# TEXT SEGMENT
————
[PATCH v5] powerpc/kdump: Add support for crashkernel CMA reservation

Sourabh Jain sourabhjain at linux.ibm.com
Tue Nov 4 20:34:37 AEDT 2025



On 04/11/25 10:48, Sourabh Jain wrote:
>
>
> On 03/11/25 15:40, Ritesh Harjani (IBM) wrote:
>> Sourabh Jain <sourabhjain at linux.ibm.com> writes:
>>
>>> Commit 35c18f2933c5 ("Add a new optional ",cma" suffix to the
>>> crashkernel= command line option") and commit ab475510e042 ("kdump:
>>> implement reserve_crashkernel_cma") added CMA support for kdump
>>> crashkernel reservation.
>>>
>>> Extend crashkernel CMA reservation support to powerpc.
>>>
>>> The following changes are made to enable CMA reservation on powerpc:
>>>
>>> - Parse and obtain the CMA reservation size along with other 
>>> crashkernel
>>>    parameters
>>> - Call reserve_crashkernel_cma() to allocate the CMA region for kdump
>>> - Include the CMA-reserved ranges in the usable memory ranges for the
>>>    kdump kernel to use.
>>> - Exclude the CMA-reserved ranges from the crash kernel memory to
>>>    prevent them from being exported through /proc/vmcore.
————
# GIVEN DATA
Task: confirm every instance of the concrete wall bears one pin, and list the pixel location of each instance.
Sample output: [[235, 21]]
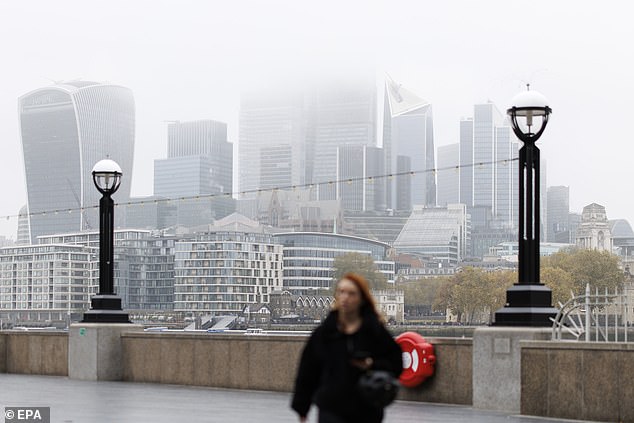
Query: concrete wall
[[3, 353], [41, 353], [578, 380], [269, 362], [238, 361]]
————
# WHAT TO WORK ON
Resume the powerpc crashkernel CMA patch thread right after its final line and continue writing it.

# WRITTEN ANSWER
>>>
>>> With the introduction of the CMA crashkernel regions,
>>> crash_exclude_mem_range() needs to be called multiple times to exclude
>>> both crashk_res and crashk_cma_ranges from the crash memory ranges. To
>>> avoid repetitive logic for validating mem_ranges size and handling
>>> reallocation when required, this functionality is moved to a new 
>>> wrapper
>>> function crash_exclude_mem_range_guarded().
>>>
>>> To ensure proper CMA reservation, reserve_crashkernel_cma() is called
>>> after pageblock_order is initialized.
>>>
>>> Update kernel-parameters.txt to document CMA support for crashkernel on
>>> powerpc architecture.
>>>
>>> Cc: Baoquan he <bhe at redhat.com>
>>> Cc: Jiri Bohac <jbohac at suse.cz>
>>> Cc: Hari Bathini <hbathini at linux.ibm.com>
>>> Cc: Madhavan Srinivasan <maddy at linux.ibm.com>
>>> Cc: Mahesh Salgaonkar <mahesh at linux.ibm.com>
>>> Cc: Michael Ellerman <mpe at ellerman.id.au>
>>> Cc: Ritesh Harjani (IBM) <ritesh.list at gmail.com>
>>> Cc: Shivang Upadhyay <shivangu at linux.ibm.com>
>>> Cc: kexec at lists.infradead.org
>>> Signed-off-by: Sourabh Jain <sourabhjain at linux.ibm.com>
>>> ---
>>> Changlog:
>>>
>>> v3 -> v4
>>>   - Removed repeated initialization to tmem in
>>>     crash_exclude_mem_range_guarded()
>>>   - Call crash_exclude_mem_range() with right crashk ranges
>>>
>>> v4 -> v5:
>>>   - Document CMA-based crashkernel support for ppc64 in 
>>> kernel-parameters.txt
>>> ---
>>>   .../admin-guide/kernel-parameters.txt         |  2 +-
>>>   arch/powerpc/include/asm/kexec.h              |  2 +
>>>   arch/powerpc/kernel/setup-common.c            |  4 +-
>>>   arch/powerpc/kexec/core.c                     | 10 ++++-
>>>   arch/powerpc/kexec/ranges.c                   | 43 
>>> ++++++++++++++-----
>>>   5 files changed, 47 insertions(+), 14 deletions(-)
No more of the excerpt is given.